Challenge » Leave the pictures out. Return all other data exactly.

+ + + + + + +

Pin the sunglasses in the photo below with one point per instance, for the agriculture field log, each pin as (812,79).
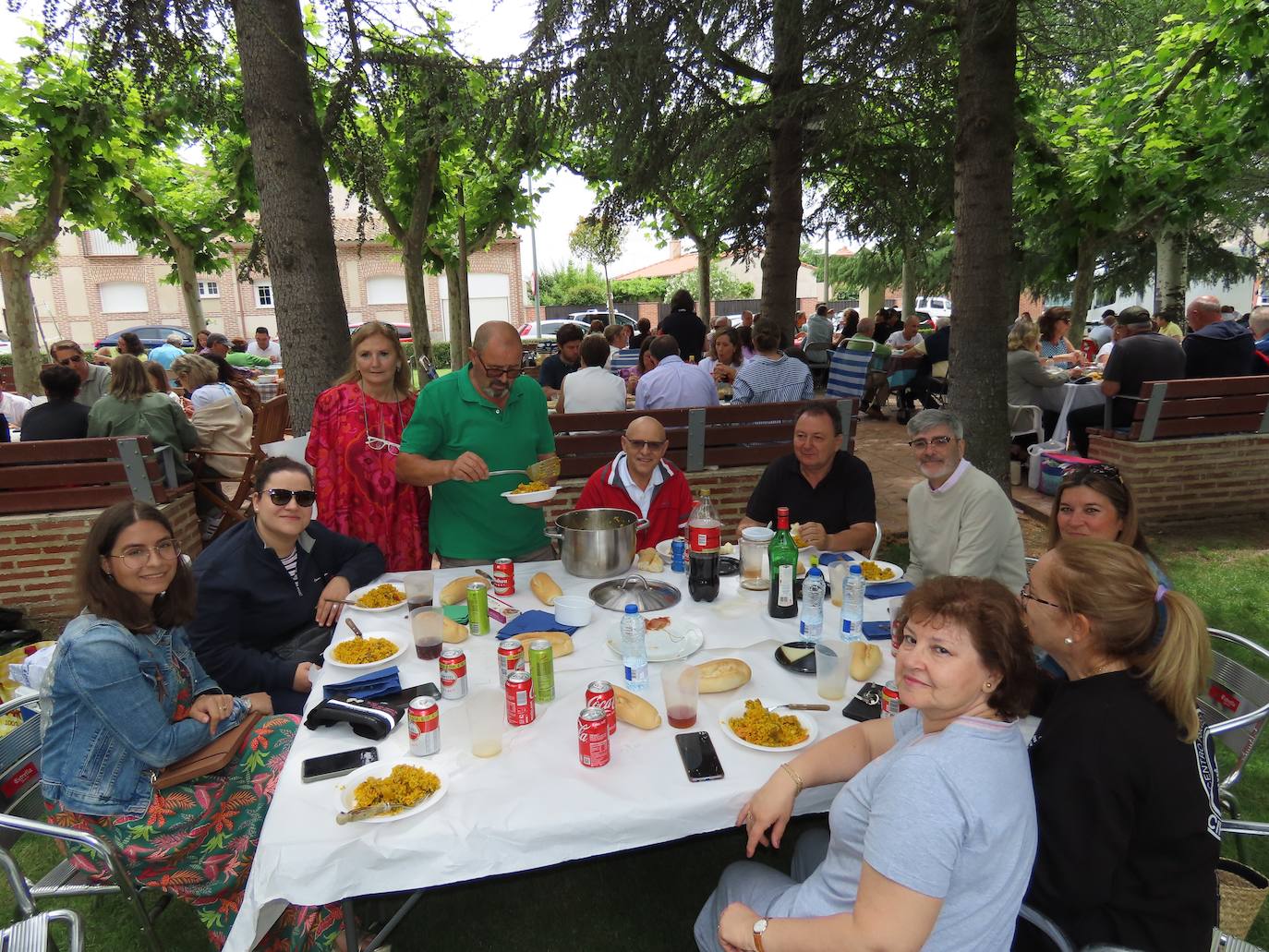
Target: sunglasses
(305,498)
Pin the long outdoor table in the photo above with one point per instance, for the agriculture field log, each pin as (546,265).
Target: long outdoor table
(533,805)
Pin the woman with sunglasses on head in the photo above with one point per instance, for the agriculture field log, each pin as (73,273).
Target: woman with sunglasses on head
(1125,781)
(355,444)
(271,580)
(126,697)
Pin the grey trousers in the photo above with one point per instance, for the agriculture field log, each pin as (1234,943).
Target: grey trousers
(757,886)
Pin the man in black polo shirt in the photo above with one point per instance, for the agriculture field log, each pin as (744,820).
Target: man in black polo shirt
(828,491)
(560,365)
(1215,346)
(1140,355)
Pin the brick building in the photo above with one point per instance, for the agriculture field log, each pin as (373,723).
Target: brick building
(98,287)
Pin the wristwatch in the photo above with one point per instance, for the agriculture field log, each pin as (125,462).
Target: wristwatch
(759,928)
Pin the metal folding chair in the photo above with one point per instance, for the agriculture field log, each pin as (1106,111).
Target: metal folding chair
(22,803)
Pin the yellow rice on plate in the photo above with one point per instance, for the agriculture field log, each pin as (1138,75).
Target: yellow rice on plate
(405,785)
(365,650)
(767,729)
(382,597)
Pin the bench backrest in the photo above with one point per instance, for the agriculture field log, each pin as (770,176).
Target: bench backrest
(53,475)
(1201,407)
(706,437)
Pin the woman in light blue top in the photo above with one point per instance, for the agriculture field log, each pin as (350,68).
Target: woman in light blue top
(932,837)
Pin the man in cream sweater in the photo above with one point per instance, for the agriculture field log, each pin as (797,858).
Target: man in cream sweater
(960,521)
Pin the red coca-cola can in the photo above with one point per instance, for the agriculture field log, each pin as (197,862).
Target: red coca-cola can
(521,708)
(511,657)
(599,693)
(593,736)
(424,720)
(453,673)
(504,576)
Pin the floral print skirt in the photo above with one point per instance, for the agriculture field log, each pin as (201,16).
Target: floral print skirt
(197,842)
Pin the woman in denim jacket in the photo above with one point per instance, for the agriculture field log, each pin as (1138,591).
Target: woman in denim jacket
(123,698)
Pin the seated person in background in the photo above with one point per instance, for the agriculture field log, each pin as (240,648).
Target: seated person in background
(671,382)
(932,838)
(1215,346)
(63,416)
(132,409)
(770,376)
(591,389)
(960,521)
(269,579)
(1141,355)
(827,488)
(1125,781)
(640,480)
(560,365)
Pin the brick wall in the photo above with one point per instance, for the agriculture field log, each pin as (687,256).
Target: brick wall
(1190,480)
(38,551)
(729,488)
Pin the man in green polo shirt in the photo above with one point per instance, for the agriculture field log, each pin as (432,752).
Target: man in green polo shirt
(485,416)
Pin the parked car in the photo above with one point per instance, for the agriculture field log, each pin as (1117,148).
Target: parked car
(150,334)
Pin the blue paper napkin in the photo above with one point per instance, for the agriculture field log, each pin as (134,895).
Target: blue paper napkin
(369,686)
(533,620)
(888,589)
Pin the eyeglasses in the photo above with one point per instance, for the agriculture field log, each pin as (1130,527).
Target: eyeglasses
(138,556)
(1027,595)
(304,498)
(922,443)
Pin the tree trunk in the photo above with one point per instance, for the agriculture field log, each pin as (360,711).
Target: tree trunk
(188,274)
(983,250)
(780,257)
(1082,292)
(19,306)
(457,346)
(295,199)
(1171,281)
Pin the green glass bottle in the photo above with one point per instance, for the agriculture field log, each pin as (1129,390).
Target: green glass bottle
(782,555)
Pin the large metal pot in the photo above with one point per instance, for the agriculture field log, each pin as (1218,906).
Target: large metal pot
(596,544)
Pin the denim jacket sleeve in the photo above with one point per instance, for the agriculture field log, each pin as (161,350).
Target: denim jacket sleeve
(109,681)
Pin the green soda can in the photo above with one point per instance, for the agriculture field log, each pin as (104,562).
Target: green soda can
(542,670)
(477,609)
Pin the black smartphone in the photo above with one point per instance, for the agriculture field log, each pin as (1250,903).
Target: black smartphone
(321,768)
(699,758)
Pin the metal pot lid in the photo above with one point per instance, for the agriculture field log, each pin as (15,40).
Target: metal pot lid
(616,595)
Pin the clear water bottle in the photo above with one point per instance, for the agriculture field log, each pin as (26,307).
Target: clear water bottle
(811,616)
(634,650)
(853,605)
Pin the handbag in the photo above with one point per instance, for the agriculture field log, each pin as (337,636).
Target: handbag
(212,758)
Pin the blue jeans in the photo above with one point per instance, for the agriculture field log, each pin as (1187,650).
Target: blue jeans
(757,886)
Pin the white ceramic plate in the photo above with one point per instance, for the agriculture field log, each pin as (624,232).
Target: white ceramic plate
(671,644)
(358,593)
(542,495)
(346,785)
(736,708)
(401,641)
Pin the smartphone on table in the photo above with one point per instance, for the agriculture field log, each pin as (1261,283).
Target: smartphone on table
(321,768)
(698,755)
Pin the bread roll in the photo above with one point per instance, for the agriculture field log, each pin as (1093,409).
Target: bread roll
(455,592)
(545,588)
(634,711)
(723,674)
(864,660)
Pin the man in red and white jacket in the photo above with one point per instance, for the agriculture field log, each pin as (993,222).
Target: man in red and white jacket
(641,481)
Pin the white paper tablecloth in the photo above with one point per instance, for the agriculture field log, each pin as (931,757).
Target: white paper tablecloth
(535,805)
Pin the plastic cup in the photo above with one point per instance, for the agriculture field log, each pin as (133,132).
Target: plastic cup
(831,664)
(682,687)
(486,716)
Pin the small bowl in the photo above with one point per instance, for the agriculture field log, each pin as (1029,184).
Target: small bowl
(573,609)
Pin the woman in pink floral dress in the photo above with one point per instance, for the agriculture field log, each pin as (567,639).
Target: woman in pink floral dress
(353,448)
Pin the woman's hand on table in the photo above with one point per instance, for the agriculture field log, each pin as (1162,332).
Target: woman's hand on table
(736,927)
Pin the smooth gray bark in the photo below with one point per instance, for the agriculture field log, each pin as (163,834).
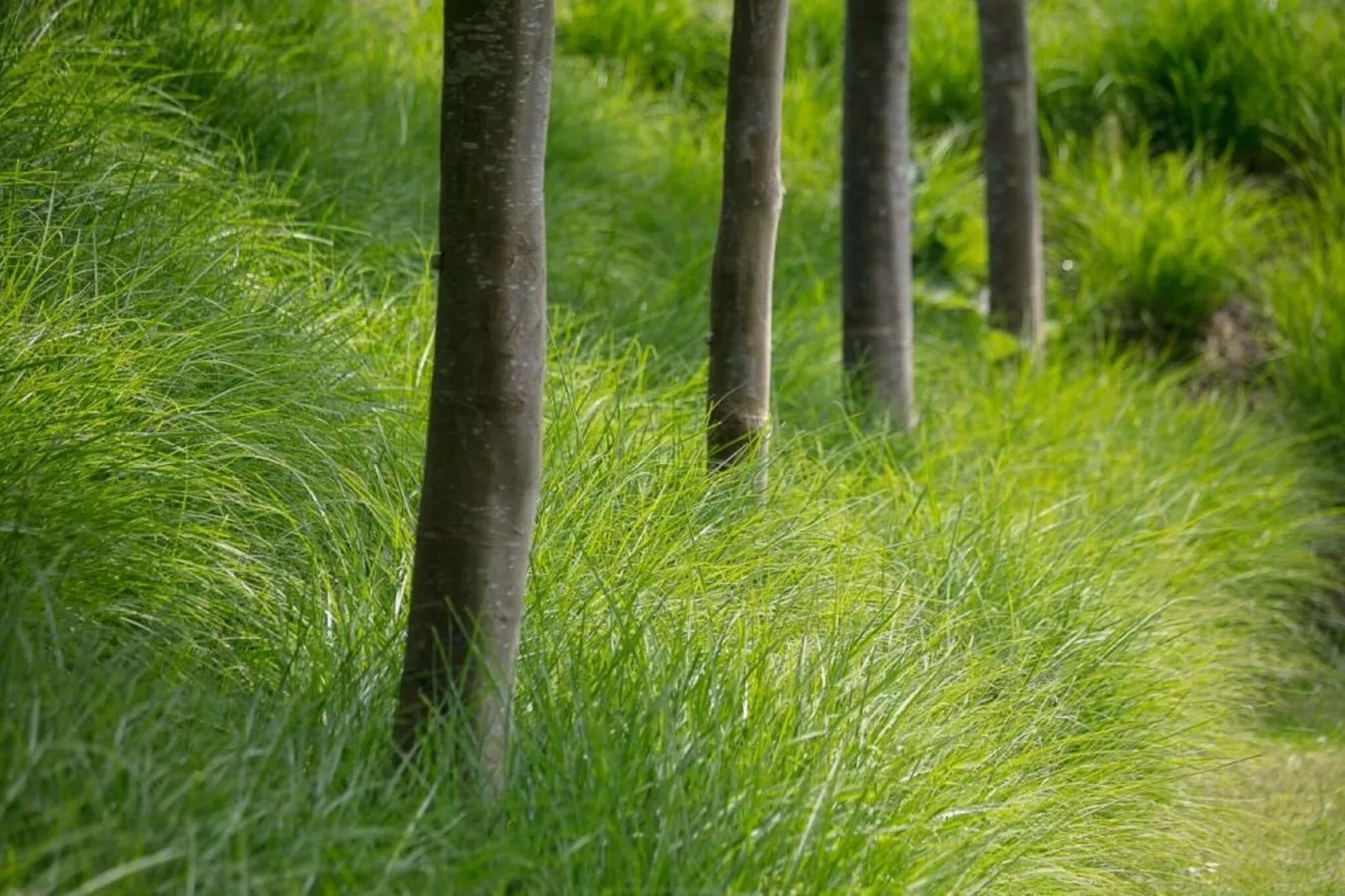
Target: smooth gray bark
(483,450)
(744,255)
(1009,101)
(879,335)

+ + + + + + +

Solution below »
Pin the sunglasses in the photo below with one point per instance, for the agriculture field log, each pin as (812,79).
Target: sunglasses
(305,498)
Pin the long outdoor table in the photo above with one point per instance, for the agriculture field log, each pin as (546,265).
Target: long outdoor table
(533,805)
Pin the woman with sunglasses on head in the photo above with one point per instance, for the agriculture field log, each pin as (73,273).
Target: woman with sunglasses on head
(1125,781)
(355,444)
(271,580)
(126,697)
Pin the grey trousers in the photo above with one point per instance, for the agriculture field log, each pin as (1234,943).
Target: grey trousers
(757,886)
Pin the man in black polo shirt in the photo above with one point per instance, for the agriculture field log, each pin as (744,820).
Target: man in black polo shirt
(828,491)
(560,365)
(1215,346)
(1140,355)
Pin the brick building in the photo above with one point per instance, for the agriculture field log, each pin as (373,723).
Target: brick building
(98,287)
Pin the wristwatch in the photo above with one point per instance, for the agriculture field log, each pin as (125,462).
Target: wristwatch
(759,928)
Pin the metal folding chair in the photo above with one point per instance, for the agriculture field log, each pin as (1106,111).
Target: metal folding chair
(22,803)
Pin the yellow rice on plate in the photo above with one point per instance, for the agriculture field log, each pin as (1138,75).
Target: yellow rice on plate
(405,785)
(365,650)
(767,729)
(382,597)
Pin the bench backrest in the photo above with one point per instance, for the agriculture field log, each pin as (770,176).
Target: bench backrest
(53,475)
(1201,407)
(706,437)
Pin the woman in light blue top in the photo above with one point per instance, for the agriculture field log, each pin as (350,68).
Target: woman in light blue top
(932,837)
Pin the man in cream sweater in the photo above with one point per instance, for the agriculture field log, each pin as (797,858).
Target: man in cream sweater
(960,521)
Pin the red coca-cola can in the photo above with one point per instance, for the agriculture field log, each pin as (197,862).
Target: red coca-cola can
(521,708)
(511,657)
(599,693)
(593,736)
(424,720)
(453,673)
(504,576)
Pin the floral print skirt in the photo above with one point per instance, for the agriculture field log, each pin as (201,16).
Target: floral print skirt
(197,842)
Pin the woman in denim jacket in the photo above with one point per instance, for the agriculture field log, each pin as (1138,591).
Target: woman in denim jacket
(123,698)
Pin the seated person in background in the photo above with one point per instance, for the agriculture field log, each pin as (240,648).
Target: seated person in background
(671,382)
(932,838)
(1215,346)
(63,416)
(132,409)
(770,376)
(591,389)
(960,521)
(269,579)
(1141,355)
(827,488)
(1125,781)
(640,480)
(560,365)
Pin the brick wall in the photo above with one point per instance, for the agriculture field log, each pin as (687,256).
Target: brick wall
(1190,480)
(38,551)
(729,488)
Pin the man in green polo shirt in the photo above with one point per instance, for the agriculture field log, each pin as (432,752).
Target: man in green polo shirt
(485,416)
Pin the parked car in the photo above with one point per instance, for the agriculture field log, each pin as (1117,148).
Target: parked car
(150,334)
Pin the blue paper napkin in the photo above with one point per instance, for the agriculture field log, each pin as (134,895).
Target: blue paper napkin
(369,686)
(533,620)
(888,589)
Pin the eyeglasses in the photo above with one point per instance, for the agriculture field log, each pin as (1130,527).
Target: eyeglasses
(138,556)
(1027,595)
(304,498)
(922,443)
Pin the tree trunk in the photo above with one point per instance, for the agriculture field log, each pin as (360,711).
Target: tree trunk
(188,274)
(983,250)
(780,257)
(1082,292)
(19,306)
(457,346)
(295,199)
(1171,281)
Pin the green glass bottle in the photo above with one point per instance, for the agriculture field log, each pin as (1129,390).
Target: green glass bottle
(782,555)
Pin the large metal pot in the photo above with one point per instance, for the agriculture field log, each pin as (1218,906).
Target: large metal pot
(596,544)
Pin the denim jacket sleeve in the photo above with one point per instance, for the agriculture field log, each pin as (161,350).
Target: denim jacket sleeve
(109,681)
Pin the green soda can in the photo above with one point per instance, for the agriculture field log, each pin as (104,562).
Target: green soda can
(542,670)
(477,609)
Pin the black smartphone in the photo above with one point per instance, for the agriculture field log, each pin as (1250,903).
Target: black smartphone
(321,768)
(699,758)
Pin the metal pot lid in the photo above with one point per instance, for the agriculture field log, each pin as (15,40).
Target: metal pot lid
(616,595)
Pin the clear water bottle in the photo above with one point per instance, for the agriculture field log, each pin as (26,307).
Target: clear water bottle
(811,616)
(634,650)
(853,605)
Pin the handbag in the photo above with one point per instance, for the agriculture field log, each pin as (337,636).
Target: handbag
(212,758)
Pin the blue jeans in the photo above with one point per instance, for the agriculture field log, each pin as (1187,650).
Target: blue jeans
(757,886)
Pin the white ceramic plate in the photo above with one point per instance, for the agriculture field log, each pin as (624,232).
Target: white ceramic plate
(671,644)
(358,593)
(542,495)
(346,785)
(736,708)
(401,641)
Pin the smartphone on table in the photo above with one point per instance, for the agriculture field log, each pin as (1261,283).
Target: smartphone on table
(321,768)
(698,755)
Pin the bread roll in the photo above with one point per instance, for the agriculture field log, each pin as (1093,409).
Target: bread roll
(455,592)
(545,588)
(634,711)
(723,674)
(864,660)
Pin the man in red and white jacket in the photo above with one point per instance, for the agriculture field log, each pin as (993,222).
Target: man in red and white jacket
(641,481)
Pin the white paper tablecloth in the photo above with one point per instance, for the agriculture field log, each pin as (931,757).
Target: white paper tablecloth
(535,805)
Pin the plastic cup in the photo above with one point per instance, for the agriculture field log, each pin as (133,132).
Target: plastic cup
(831,664)
(682,687)
(486,716)
Pin the small bowl in the photo above with one point per instance, for the agriculture field log, each pin as (1029,184).
Target: small bowl
(573,609)
Pin the woman in pink floral dress in the photo above with one point per instance, for the agriculture field log, each pin as (567,639).
Target: woman in pink floral dress
(353,448)
Pin the woman's hand on table in the photo above with one point per instance, for the agriculture field log, each pin as (1162,332).
Target: woman's hand on table
(736,927)
Pin the smooth gray bark in the photo below with one point per instance, for the agriculture field log, each pin as (163,834).
Target: smooth gray bark
(483,450)
(744,255)
(1009,101)
(879,335)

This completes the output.